[Text passage]
▬▬▬▬▬▬

While the song might have once been oh-so-mistakenly misread as a reference to Everton FC, its emanating aura of togetherness has seen it recently adopted by fans of Manchester City FC, and before that Chelsea, leaving Wylie understandably touched.

From one man’s pocket comes “front page news”.

A postscript: at the end of that memorable night in ’89 at the Royal Court, the power went out, plunging audience and participants into darkness. Wylie led a spontaneous community singalong, lit by the light of lighters: You’ll Never Walk Alone and, if I remember correctly, You Can’t Put Your Arms Around a Memory. Except you can.

Orchestral Manoeuvres in the Dark, Electricity (1979)

▬▬▬▬▬▬

[Data records]
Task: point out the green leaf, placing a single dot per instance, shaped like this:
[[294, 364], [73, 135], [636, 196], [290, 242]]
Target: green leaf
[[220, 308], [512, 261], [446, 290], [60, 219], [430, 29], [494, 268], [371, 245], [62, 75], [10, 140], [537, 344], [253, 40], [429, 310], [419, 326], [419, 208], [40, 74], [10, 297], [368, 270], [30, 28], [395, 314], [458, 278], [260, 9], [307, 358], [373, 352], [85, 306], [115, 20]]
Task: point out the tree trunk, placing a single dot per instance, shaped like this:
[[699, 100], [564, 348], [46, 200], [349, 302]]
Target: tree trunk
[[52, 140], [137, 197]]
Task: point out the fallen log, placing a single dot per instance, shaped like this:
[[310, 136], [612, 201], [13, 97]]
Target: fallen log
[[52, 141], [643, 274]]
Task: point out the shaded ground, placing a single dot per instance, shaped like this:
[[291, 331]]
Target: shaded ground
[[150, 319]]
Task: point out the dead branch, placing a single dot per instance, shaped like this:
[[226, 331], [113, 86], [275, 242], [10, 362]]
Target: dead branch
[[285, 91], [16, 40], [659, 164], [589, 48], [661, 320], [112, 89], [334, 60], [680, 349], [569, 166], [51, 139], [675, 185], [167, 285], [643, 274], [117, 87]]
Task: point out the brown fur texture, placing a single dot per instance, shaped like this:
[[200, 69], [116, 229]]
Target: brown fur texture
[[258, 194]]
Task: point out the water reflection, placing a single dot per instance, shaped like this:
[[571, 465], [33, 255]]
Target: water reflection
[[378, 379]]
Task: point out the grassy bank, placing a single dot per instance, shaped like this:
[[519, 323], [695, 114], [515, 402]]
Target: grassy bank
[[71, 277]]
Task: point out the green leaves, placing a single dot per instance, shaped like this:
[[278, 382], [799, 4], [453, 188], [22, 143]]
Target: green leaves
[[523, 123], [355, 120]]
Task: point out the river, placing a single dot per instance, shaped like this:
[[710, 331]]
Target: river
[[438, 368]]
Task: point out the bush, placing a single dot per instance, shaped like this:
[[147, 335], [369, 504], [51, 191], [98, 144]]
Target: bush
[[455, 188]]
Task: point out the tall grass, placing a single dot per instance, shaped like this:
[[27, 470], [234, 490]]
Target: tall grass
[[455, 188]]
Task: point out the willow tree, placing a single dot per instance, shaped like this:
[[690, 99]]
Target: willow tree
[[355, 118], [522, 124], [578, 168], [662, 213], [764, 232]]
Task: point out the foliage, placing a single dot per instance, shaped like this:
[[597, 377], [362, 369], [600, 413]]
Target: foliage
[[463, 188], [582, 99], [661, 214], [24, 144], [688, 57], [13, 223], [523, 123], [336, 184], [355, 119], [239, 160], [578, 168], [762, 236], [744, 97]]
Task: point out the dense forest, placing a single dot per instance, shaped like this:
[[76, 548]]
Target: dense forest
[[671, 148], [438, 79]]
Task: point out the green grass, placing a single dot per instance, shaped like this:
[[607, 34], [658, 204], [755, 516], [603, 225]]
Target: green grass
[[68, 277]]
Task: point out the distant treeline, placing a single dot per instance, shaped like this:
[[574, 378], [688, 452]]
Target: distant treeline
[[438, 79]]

▬▬▬▬▬▬

[Activities]
[A] Please update the passage about Wylie, covering everything from "A postscript: at" down to "Except you can.", and put "phones" in place of "lighters".
[B] Continue the passage about Wylie's song, starting after its final line.

[Answers per task]
[A]
A postscript: at the end of that memorable night in ’89 at the Royal Court, the power went out, plunging audience and participants into darkness. Wylie led a spontaneous community singalong, lit by the light of phones: You’ll Never Walk Alone and, if I remember correctly, You Can’t Put Your Arms Around a Memory. Except you can.

[B]
OMDElectricity

Artist: Orchestral Manoeuvres in the Dark
Title: Electricity
Description: single; track, Orchestral Manoeuvres in the Dark
Label: Dindisc
Release date: 1979, 1980
First heard: 1979

It seemed so radical, appearing on TV with a TEAC reel-to-reel tape machine in place of a backing band, a stunt both Dadaist and practical that many of the modern bands pulled at the turn of the technological decade. The Musicians’ Union took a dim view of synthesisers and samplers, as well they might; these clever boxes signalled a march of industrial automation whose jackboots were already being heard around the corner. Indeed, the Rossini-scored Fiat advert that boasted about the Strada being “handbuilt by robots” debuted in the same year as Electricity’s first outing on – ha! – Factory records. (The pioneeringly callous ad was the first to occupy an entire ad break during News at Ten. Apparently the factory where the ad was shot in Turin by Hugh Hudson was being picketed by its own soon-to-be-redundant workers at the time.)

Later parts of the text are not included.